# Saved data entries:
──────

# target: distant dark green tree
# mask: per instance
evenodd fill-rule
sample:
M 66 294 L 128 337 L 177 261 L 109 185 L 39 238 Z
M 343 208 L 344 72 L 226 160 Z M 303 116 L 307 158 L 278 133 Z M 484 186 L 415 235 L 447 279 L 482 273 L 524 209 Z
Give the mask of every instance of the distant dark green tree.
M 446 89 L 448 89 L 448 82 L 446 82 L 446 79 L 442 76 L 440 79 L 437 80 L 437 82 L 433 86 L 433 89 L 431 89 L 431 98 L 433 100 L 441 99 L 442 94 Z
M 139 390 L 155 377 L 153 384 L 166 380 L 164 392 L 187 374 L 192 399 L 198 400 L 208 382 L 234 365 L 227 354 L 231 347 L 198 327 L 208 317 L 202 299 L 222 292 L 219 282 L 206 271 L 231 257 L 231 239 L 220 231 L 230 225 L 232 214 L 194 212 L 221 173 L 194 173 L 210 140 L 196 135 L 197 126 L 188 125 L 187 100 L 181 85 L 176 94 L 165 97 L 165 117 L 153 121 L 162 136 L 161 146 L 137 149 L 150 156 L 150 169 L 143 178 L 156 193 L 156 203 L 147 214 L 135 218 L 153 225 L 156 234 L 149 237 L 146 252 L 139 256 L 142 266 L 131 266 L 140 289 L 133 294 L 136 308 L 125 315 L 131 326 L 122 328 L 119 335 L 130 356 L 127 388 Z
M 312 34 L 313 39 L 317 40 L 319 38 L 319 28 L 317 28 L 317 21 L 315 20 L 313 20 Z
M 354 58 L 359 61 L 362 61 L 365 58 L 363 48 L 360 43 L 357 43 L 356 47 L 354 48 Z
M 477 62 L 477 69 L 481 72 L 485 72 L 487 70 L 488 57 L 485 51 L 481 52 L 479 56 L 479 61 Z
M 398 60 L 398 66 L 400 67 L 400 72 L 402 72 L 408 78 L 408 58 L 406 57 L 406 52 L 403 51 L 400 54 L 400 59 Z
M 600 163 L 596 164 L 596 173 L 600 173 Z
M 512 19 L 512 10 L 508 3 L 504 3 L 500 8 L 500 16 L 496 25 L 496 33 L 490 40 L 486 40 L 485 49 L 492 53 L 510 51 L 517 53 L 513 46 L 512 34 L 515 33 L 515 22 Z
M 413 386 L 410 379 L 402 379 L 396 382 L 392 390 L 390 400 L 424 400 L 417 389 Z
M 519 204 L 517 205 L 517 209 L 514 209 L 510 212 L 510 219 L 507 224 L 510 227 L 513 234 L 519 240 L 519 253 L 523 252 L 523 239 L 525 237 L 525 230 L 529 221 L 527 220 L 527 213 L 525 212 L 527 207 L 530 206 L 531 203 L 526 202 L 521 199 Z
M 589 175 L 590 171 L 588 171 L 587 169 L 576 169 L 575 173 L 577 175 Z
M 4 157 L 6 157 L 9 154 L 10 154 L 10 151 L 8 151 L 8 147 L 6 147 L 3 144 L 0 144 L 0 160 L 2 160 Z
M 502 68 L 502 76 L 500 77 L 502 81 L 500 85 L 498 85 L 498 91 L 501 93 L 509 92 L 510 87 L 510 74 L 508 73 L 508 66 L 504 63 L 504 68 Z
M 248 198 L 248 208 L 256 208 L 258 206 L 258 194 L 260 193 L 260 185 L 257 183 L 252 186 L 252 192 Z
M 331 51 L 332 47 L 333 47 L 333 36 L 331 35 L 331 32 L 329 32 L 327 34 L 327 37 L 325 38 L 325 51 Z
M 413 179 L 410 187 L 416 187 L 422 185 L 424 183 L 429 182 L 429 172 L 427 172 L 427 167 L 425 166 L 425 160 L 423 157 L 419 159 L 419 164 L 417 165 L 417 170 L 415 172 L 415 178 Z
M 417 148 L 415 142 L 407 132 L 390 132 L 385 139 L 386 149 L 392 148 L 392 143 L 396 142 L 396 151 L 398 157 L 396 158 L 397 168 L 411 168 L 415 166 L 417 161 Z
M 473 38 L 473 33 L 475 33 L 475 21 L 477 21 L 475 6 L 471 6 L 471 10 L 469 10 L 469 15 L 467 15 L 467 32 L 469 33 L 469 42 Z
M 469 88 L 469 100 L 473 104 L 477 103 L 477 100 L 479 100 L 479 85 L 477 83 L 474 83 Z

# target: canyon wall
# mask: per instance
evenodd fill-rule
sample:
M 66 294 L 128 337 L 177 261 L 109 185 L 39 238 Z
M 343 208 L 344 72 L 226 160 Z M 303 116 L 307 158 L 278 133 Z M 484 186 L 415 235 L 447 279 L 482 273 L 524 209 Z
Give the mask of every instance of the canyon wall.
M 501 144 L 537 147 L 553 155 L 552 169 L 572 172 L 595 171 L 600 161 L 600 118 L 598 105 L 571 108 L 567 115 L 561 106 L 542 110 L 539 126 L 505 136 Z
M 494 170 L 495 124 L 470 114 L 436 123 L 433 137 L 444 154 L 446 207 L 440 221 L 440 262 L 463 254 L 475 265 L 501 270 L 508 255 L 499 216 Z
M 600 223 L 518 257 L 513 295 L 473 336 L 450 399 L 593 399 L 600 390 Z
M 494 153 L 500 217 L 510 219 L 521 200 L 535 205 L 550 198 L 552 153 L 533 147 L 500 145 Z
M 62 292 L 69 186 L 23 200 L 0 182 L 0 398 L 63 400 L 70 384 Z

──────

Beginning with the line that contains "# target: canyon wall", restate word for word each line through the last one in the data, and write nothing more.

# target: canyon wall
# mask: per instance
evenodd fill-rule
sample:
M 66 294 L 128 337 L 177 261 L 109 185 L 39 238 Z
M 343 208 L 344 72 L 226 160 Z M 303 116 L 307 158 L 278 133 Z M 484 186 L 415 235 L 447 279 L 482 273 L 524 209 Z
Give the mask of every instance of the canyon wall.
M 501 144 L 537 147 L 553 155 L 552 169 L 572 172 L 595 171 L 600 161 L 600 118 L 598 105 L 571 108 L 567 115 L 561 106 L 542 110 L 539 126 L 505 136 Z
M 494 170 L 495 124 L 470 114 L 436 123 L 433 137 L 444 154 L 446 207 L 440 221 L 440 262 L 463 254 L 475 265 L 501 270 L 508 255 L 499 216 Z
M 600 223 L 518 257 L 513 295 L 473 336 L 450 399 L 593 399 L 600 390 Z
M 494 153 L 500 217 L 510 219 L 521 200 L 535 205 L 550 198 L 552 153 L 533 147 L 500 145 Z
M 62 292 L 69 186 L 23 200 L 0 182 L 0 398 L 63 400 L 70 384 Z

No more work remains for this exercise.